[Data Boundary: Start]

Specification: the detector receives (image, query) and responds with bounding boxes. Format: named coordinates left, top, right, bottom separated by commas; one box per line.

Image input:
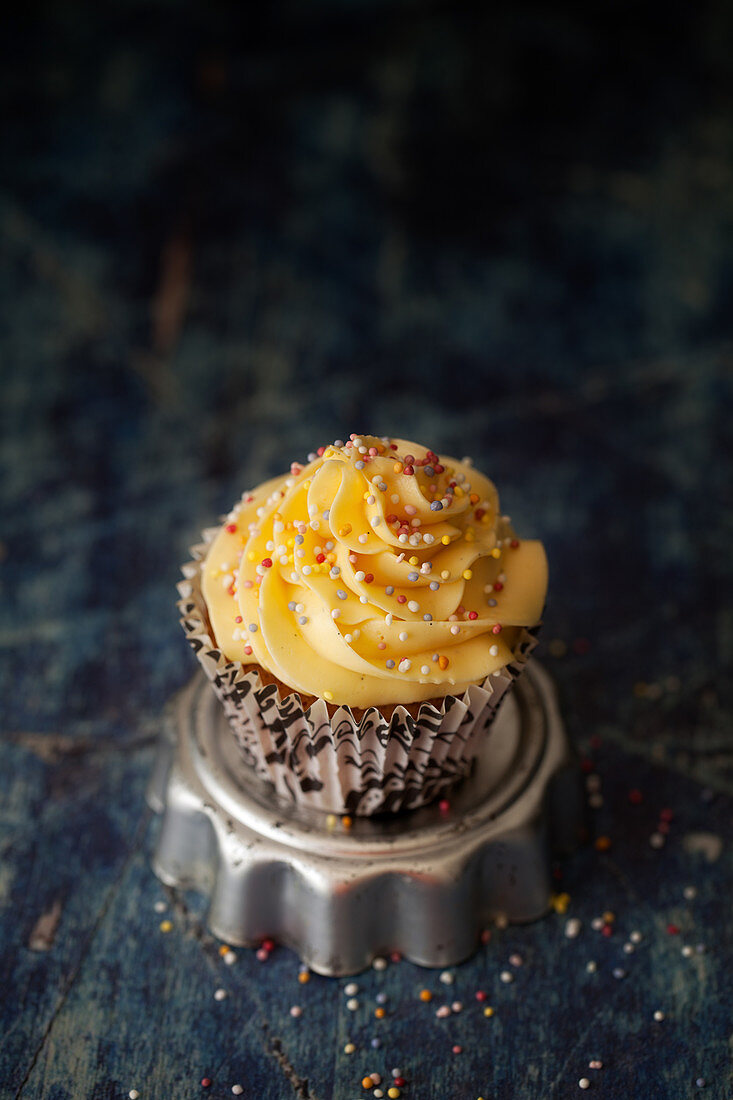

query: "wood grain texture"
left=1, top=1, right=732, bottom=1097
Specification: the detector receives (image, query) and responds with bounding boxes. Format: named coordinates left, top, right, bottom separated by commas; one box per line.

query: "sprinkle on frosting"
left=202, top=435, right=547, bottom=706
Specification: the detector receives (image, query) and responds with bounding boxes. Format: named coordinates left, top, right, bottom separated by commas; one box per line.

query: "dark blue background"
left=1, top=2, right=732, bottom=1097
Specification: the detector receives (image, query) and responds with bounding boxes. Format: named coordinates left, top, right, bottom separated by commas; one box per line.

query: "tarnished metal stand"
left=148, top=663, right=581, bottom=976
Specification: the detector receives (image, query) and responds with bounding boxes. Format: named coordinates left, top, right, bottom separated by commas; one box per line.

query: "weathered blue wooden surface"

[Data Boundary: End]

Work required: Copy every line above exactly, leaving no picture in the copy.

Solution to this exercise:
Specification: the detector receives (image, query) and responds with bounding boxes. Format: named coordinates left, top, right, bottom separated by commas; one box per line.

Image input:

query: "wood grain texture"
left=1, top=1, right=732, bottom=1097
Specification: the detector receives (image, query) and responds with bounding boxes. Format: named coordinates left, top, right, bottom separated by commas; one box per line.

query: "sprinkle on frosting"
left=202, top=435, right=547, bottom=706
Specification: the detector receives (image, query) and responds with bounding boxes. Format: named coordinates left, top, right, bottom separated by commas; one box per line.

query: "dark blue background"
left=1, top=2, right=732, bottom=1097
Specification: the detector receives (image, query) and responds with bounding boxes. Format: named coordinates left, top, right, bottom separated by commas; one box per line.

query: "tarnished metal stand"
left=148, top=663, right=581, bottom=976
Specification: the detector receives (image, query) and responds with bounding boxes. Format: named coordinates left, top, right, bottom separated by commas; one box per line.

query: "weathered blue wooden surface"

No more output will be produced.